> Work order:
Produce one exact copy of the records, no pictures.

> Extracted entries:
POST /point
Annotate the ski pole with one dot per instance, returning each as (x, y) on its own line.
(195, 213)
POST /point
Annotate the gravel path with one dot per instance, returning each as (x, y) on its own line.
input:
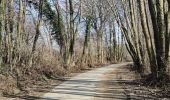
(83, 86)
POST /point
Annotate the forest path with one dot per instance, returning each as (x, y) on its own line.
(88, 86)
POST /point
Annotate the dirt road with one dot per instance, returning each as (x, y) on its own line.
(85, 86)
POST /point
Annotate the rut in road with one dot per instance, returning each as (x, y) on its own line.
(84, 86)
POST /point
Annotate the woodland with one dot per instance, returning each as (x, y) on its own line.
(48, 39)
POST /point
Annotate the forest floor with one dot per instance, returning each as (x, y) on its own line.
(113, 82)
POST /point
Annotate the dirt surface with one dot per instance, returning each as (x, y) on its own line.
(82, 87)
(113, 82)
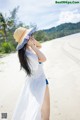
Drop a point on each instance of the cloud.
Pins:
(44, 13)
(69, 16)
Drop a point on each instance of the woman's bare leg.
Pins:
(45, 110)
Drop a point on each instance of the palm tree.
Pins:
(3, 27)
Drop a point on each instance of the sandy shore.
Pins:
(62, 70)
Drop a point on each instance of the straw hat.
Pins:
(21, 35)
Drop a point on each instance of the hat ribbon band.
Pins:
(22, 36)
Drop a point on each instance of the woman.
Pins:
(34, 99)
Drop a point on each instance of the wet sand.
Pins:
(62, 70)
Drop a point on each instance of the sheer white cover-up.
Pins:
(28, 105)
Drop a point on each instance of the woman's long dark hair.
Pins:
(23, 59)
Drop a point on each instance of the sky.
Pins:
(44, 13)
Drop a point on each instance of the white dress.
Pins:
(28, 106)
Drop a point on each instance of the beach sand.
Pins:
(62, 69)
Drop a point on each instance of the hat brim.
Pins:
(25, 38)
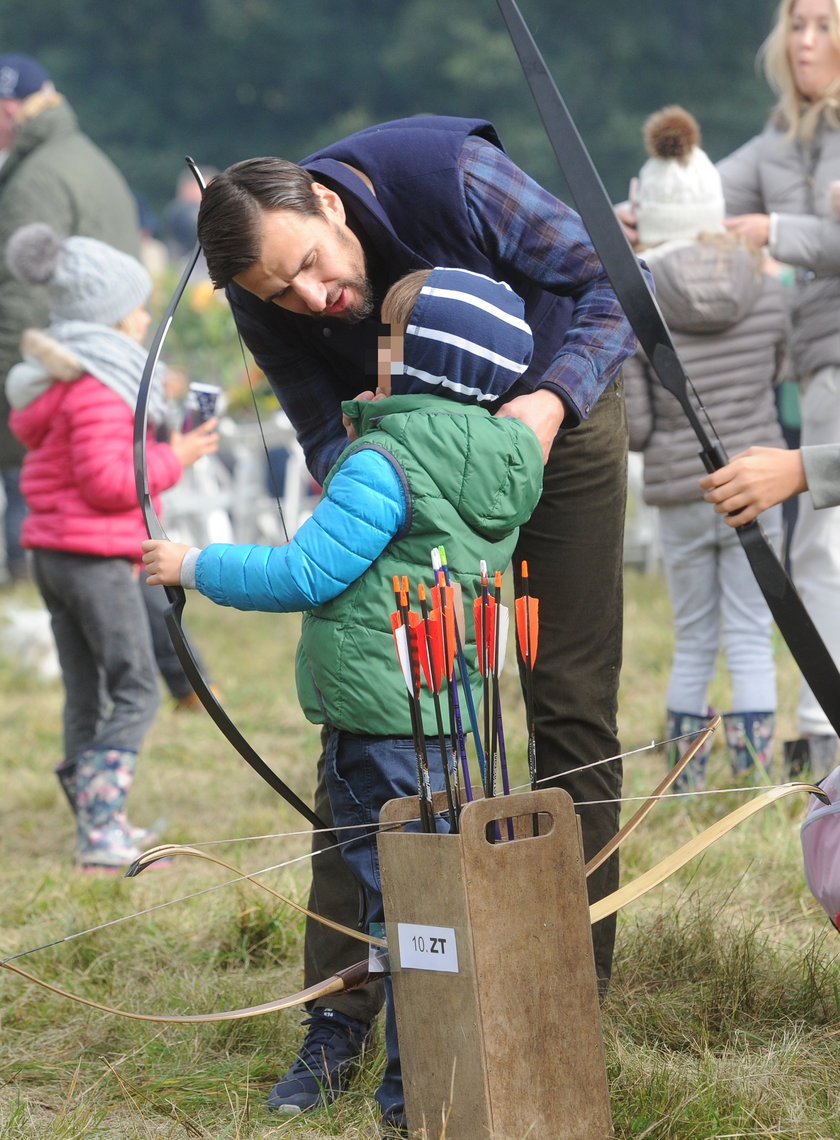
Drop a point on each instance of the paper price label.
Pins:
(424, 947)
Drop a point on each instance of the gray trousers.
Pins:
(104, 648)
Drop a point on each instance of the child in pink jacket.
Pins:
(73, 400)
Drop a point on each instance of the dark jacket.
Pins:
(416, 218)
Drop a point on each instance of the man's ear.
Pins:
(329, 202)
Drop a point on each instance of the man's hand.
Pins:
(541, 410)
(752, 481)
(163, 561)
(756, 228)
(627, 218)
(352, 434)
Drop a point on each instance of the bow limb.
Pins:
(639, 306)
(652, 799)
(176, 594)
(662, 870)
(350, 978)
(169, 851)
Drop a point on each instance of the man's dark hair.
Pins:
(230, 214)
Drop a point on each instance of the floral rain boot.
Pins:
(687, 725)
(749, 741)
(141, 837)
(104, 776)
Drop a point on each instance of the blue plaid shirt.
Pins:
(522, 226)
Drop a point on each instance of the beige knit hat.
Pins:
(678, 192)
(86, 279)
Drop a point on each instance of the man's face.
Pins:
(314, 266)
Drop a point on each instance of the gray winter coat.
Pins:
(790, 179)
(822, 470)
(52, 173)
(730, 327)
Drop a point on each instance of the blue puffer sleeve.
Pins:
(363, 510)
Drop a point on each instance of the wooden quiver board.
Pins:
(494, 977)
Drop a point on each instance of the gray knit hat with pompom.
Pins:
(86, 279)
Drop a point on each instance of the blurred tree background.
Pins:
(225, 80)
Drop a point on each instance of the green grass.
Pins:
(723, 1018)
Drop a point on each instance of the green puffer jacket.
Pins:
(471, 480)
(54, 173)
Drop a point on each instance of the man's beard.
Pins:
(365, 306)
(360, 284)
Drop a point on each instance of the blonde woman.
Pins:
(777, 194)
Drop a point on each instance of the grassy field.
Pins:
(723, 1020)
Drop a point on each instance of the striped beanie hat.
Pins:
(466, 339)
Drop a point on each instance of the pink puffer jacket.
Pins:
(79, 473)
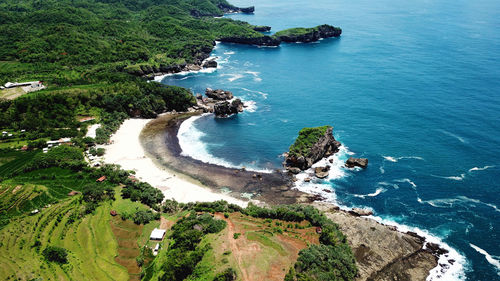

> Solution:
POST /point
Annotate the ski pole with one dot per instance, returning each as (x, y) on its own line.
(195, 213)
POST /point
Annotate the gravel path with one dot per instance, returning each as (x, y) on its own line.
input:
(83, 86)
POST /point
Annotate the forest path with one dot per instance, returning each as (x, y) on its own line.
(88, 86)
POST /point
Annotate the dirt road with one dot per instance, returning each as (x, y) on its own line.
(85, 86)
POST /point
Annotate the rut in road with one dot per instance, returning each as (x, y) on its own line.
(84, 86)
POST /point
Annotate the woodland with one dot per instance, returning each as (x, y) on its own line.
(48, 39)
POST /point
Annotate the forest floor with one dot per instance, returning each as (x, y) on its own line.
(113, 82)
POST /point
Annotate the dirt surface with one dot per instance, returning each as (x, y) on its own line.
(82, 87)
(113, 82)
Drop a point on each instance of the cloud.
Pins:
(44, 13)
(69, 16)
Drop a point on each instance of the woman's bare leg.
Pins:
(45, 110)
Drop a point on each instance of the palm tree.
Pins:
(3, 27)
Drop a point on each instance of the sandy shore.
Pins:
(62, 70)
Drop a point on each instance of the straw hat.
Pins:
(21, 35)
Drop a point on each instance of the hat ribbon band.
Pins:
(22, 36)
Drop a point on each instance of the woman.
Pins:
(34, 99)
Drop a point on each instance of the wet sand.
Pins:
(62, 70)
Drop a point on each instance of the sheer white cover-up.
Pins:
(28, 105)
Drop a point on each instance of the woman's long dark hair.
Pins:
(23, 59)
Drop a point on each instance of the sky.
Pins:
(44, 13)
Drop a point on each instance of the white dress.
Pins:
(28, 106)
Drop a point on each instance of the beach sand.
Pins:
(62, 69)
Drop a point on each instance of the hat brim.
Pins:
(25, 38)
Drop a point on each instance of the paper price label.
Pins:
(424, 947)
Drop a point on each instance of the gray trousers.
Pins:
(104, 648)
Drop a point on each instance of the child in pink jacket.
Pins:
(73, 400)
Drop a point on each instance of the dark jacket.
Pins:
(416, 218)
Drop a point on each instance of the man's ear.
Pins:
(329, 202)
Drop a point on each instance of the man's hand.
Pins:
(541, 410)
(752, 481)
(163, 561)
(756, 228)
(627, 218)
(352, 434)
Drop a point on each instance of the bow limb.
Pins:
(639, 306)
(652, 799)
(176, 594)
(662, 870)
(350, 978)
(169, 851)
Drop a point on each instance of the man's dark hair.
Pins:
(230, 214)
Drop a point on each instance of the floral rain boot.
Pins:
(687, 725)
(749, 741)
(141, 837)
(104, 776)
Drop a point on each instance of the blue plaid shirt.
Pins:
(522, 226)
Drop a point on each instance of the beige knit hat.
Pins:
(678, 192)
(86, 279)
Drop a point on each instance of the man's face.
Pins:
(314, 266)
Drop a point on each instance of the gray winter coat.
Pins:
(790, 179)
(822, 470)
(52, 173)
(730, 327)
Drop a point on each instance of the blue puffer sleeve.
Pins:
(363, 510)
Drop a point on each instance of the wooden quiver board.
Pins:
(494, 977)
Drop a point on each instance of the gray knit hat with pompom.
Pins:
(86, 279)
Drop a point on each instance of the blurred tree background.
Pins:
(225, 80)
Drop a point on each instance of the green grass.
Pins:
(723, 1018)
Drop a point on each instance of the green puffer jacket.
Pins:
(471, 480)
(54, 173)
Drop a point on each instance of the man's beard.
Pins:
(365, 306)
(360, 284)
Drop a point on each instance of the blonde woman.
Pins:
(777, 194)
Drop a point on each instance of the grassy field.
Pins:
(723, 1020)
Drop a point on each instance of the striped beanie hat.
Pins:
(466, 339)
Drop a point on each instance of the pink puffer jacket.
Pins:
(79, 473)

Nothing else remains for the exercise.